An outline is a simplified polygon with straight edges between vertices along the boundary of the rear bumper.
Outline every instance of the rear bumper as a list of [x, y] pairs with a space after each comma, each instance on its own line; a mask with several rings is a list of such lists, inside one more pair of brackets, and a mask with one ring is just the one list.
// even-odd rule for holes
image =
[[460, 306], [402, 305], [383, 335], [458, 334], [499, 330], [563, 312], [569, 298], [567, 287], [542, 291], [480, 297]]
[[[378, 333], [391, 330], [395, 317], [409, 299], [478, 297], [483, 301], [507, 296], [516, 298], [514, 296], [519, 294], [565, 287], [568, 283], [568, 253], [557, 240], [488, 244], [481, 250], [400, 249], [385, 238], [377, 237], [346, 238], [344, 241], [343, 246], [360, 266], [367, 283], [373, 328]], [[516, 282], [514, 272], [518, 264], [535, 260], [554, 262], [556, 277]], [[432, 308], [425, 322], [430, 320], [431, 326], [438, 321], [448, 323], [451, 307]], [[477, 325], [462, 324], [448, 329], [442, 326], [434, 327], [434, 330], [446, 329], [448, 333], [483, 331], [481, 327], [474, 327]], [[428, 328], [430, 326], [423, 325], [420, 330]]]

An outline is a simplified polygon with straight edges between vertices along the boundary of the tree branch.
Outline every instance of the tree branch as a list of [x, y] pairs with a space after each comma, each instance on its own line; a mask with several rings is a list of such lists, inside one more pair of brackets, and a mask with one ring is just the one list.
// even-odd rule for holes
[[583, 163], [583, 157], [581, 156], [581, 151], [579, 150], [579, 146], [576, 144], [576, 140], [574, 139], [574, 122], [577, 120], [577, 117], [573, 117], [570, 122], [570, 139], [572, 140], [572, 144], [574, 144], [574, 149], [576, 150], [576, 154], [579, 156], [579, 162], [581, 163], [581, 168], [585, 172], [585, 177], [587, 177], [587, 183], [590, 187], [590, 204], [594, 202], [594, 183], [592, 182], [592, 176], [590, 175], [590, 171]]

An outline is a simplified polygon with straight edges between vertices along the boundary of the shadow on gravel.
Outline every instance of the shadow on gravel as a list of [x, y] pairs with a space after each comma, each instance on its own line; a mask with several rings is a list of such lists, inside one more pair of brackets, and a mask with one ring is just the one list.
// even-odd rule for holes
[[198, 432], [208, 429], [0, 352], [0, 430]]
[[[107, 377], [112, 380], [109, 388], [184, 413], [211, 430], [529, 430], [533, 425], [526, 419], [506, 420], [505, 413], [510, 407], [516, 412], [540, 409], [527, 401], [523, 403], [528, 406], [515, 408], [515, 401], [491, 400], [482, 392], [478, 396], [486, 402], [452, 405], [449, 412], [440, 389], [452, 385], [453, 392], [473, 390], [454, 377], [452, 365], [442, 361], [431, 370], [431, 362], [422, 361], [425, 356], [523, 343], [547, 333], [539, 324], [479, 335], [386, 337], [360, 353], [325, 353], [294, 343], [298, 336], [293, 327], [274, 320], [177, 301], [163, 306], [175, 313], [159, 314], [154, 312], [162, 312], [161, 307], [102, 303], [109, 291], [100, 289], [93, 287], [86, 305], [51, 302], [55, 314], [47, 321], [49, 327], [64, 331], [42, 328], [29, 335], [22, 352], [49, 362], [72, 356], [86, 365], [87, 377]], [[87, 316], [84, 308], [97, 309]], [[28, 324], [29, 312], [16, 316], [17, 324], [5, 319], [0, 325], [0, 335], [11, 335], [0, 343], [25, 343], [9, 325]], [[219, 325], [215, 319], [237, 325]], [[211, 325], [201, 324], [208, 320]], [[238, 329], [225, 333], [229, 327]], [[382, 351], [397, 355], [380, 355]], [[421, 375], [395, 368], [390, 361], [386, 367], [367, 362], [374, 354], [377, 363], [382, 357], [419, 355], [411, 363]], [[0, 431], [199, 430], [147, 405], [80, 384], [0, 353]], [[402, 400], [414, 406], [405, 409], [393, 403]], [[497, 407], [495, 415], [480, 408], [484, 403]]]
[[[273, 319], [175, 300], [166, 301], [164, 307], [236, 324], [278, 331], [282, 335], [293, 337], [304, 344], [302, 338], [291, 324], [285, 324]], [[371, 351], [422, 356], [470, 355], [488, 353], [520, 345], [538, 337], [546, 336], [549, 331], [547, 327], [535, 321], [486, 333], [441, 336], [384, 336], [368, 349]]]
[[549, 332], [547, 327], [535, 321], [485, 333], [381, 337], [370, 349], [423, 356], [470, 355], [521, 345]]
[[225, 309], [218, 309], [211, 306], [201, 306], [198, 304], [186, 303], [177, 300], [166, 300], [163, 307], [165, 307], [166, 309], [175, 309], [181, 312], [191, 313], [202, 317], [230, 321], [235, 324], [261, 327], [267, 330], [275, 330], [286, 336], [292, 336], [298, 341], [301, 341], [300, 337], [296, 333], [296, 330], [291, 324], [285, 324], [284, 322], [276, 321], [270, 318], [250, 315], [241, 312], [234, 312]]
=====
=== Work task ===
All lines of the entries containing the string "straight" must be shown in full.

=== The answer ===
An outline is a simplified polygon with straight edges between vertices along the boundary of the rear bumper.
An outline is a simplified polygon with straight edges between vertices along the boundary of the tree branch.
An outline is a simplified polygon with straight edges between vertices along the boundary of the shadow on gravel.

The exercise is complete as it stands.